_Problem 1:_
Decide whether each statement agrees with the passage on the chain-type heat absorbent element. Answer yes or no for each, and quote the words of the passage that decide it. (a) Each grid member rests on brackets running along the upper end of each partition. (b) The chains are held rigidly in their compartments. (c) The force of the compressed spring drives the hammer against the anvil with a sharp blow.
_Problem 2:_
Pick up the passage on the chain-type heat absorbent element after its final sentence and continue it.

In accordance with the present invention the heat absorbent element comprises essentially a series of elongate chains or chain-like elements 35 that are suspended axially in each compartment from a sector shaped grid member 36. The grid 36 is in turn removably supported on brackets 38 which extend radially along the upper end of each partition 14. The chains 35 hang loosely in their respective compartments and terminate at their lower ends in a plane that extends substantially normal to the adjacent end of the rotor shell. Each grid member 36 is formed with an anvil portion 42 that extends radially outward through a sealed opening in the rotor shell to the plenum chamber 44 in order that it' may be. readily contacted by the spring biased cam-hammer 46 mounted on the rotor housing. The cam-hammer 46 includes a hammer portion which is adapted to strike the anvil 42 when the cam is moved from contact with the anvil in response to movement of the rotor about its axis. While the spring-loaded hammer is adapted to give the grill 36 a sharp jolt or rap in response to movement of the rotor about its axis, the spring means 48 resiliently holds the grill 36 continuously adjacent the rotor shell 10 whereby it may be radially displaced when struck by the hammer 46.
In operation the rotation of the rotor about its axis and its depending chains past the cam-hammer 46. As the anvil moves relative to the cam it depresses the cooperating spring whose energy is released when the cam moves out of contact with the anvil 42. The force of the compressed spring moves the hammer against the anvil 42 with a sharp blow, and the chains 35 depending from the grid 36 are accordingly jarred sufficient to remove deposits therefrom.

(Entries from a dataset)
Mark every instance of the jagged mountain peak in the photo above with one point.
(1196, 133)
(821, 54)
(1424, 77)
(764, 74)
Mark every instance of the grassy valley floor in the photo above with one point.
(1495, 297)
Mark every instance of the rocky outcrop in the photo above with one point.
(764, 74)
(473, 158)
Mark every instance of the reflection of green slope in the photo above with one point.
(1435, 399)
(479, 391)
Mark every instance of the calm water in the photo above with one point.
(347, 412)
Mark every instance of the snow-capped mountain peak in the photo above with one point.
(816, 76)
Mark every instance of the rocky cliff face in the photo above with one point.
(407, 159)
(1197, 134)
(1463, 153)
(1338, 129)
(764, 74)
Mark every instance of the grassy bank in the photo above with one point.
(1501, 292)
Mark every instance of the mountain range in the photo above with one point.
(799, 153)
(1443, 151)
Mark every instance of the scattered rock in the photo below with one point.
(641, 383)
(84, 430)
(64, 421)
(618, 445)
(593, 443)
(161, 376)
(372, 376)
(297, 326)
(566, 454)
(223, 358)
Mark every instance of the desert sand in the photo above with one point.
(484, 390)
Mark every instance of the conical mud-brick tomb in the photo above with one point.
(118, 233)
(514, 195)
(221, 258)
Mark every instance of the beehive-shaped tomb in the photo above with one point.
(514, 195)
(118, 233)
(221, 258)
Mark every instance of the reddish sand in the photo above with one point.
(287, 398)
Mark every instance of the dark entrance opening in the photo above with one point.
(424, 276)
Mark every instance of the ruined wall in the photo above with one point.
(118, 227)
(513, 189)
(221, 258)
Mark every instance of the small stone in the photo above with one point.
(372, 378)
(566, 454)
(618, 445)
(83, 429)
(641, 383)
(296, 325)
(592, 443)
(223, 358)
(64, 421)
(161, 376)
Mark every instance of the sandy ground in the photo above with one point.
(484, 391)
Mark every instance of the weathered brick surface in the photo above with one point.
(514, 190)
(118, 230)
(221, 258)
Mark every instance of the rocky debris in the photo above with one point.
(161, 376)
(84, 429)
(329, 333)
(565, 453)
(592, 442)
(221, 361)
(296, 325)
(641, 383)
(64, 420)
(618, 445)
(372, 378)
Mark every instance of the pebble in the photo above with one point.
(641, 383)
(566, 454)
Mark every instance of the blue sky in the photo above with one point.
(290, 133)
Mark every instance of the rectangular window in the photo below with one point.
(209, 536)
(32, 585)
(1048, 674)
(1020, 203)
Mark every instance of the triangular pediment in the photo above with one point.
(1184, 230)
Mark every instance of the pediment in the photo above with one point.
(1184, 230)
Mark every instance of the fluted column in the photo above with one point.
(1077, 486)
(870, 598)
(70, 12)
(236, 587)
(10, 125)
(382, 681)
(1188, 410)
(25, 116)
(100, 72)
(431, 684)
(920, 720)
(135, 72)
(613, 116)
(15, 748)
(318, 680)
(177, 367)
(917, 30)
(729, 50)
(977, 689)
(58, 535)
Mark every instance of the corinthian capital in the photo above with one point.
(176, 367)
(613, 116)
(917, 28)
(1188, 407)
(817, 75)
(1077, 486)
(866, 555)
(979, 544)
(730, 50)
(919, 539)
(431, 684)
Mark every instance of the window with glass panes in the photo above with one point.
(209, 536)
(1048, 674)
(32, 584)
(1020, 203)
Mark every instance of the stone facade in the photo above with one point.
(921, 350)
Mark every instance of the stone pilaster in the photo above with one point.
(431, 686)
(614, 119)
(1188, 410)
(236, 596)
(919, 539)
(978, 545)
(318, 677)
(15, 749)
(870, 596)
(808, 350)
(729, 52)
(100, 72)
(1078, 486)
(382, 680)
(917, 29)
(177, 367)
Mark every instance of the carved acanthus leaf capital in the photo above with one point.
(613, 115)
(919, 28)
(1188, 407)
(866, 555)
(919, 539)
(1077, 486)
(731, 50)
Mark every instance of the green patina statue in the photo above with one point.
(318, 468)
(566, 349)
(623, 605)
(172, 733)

_Task output 1:_
(a) Yes: "The grid 36 is in turn removably supported on brackets 38 which extend radially along the upper end of each partition 14."
(b) No: "The chains 35 hang loosely in their respective compartments"
(c) Yes: "The force of the compressed spring moves the hammer against the anvil 42 with a sharp blow"

_Task output 2:_
The manner in which the anvil 42 is rapped or vibrated is of no special significance to the invention, and the simple cam actuator of FIGURE 3 may be readily replaced by a pneumatic or electric actuated hammer 50 of FIGURE 4 whose actuation is not dependent upon the movement of the anvil relative to a cam. Such apparatus is thus adapted for use with heat exchangers of the type having a fixed matrix and flow control means or valves that selectively direct the flow of fluid over the matrix.
When an anvil 42 and its integral grid 36 is rapped or knocked by means of a hammer apparatus in accordance with the invention, the depending chains 35 are agitated and particulate matter deposited thereon is jarred loose whereby it may be re-entrained in the fluid flowing through the compartment and carried from the apparatus. In apparatus of the type defined herein maximum agitation of each chain is obtained at a point in each chain closely adjacent the linkage with which it is connected to the support grid 36, and minimum motion or agitation of each chain is to be found at its remote end. Thus most eflicient operation of the apparatus is to be had if installed to permit its upper end to be subjected to maximum fouling conditions.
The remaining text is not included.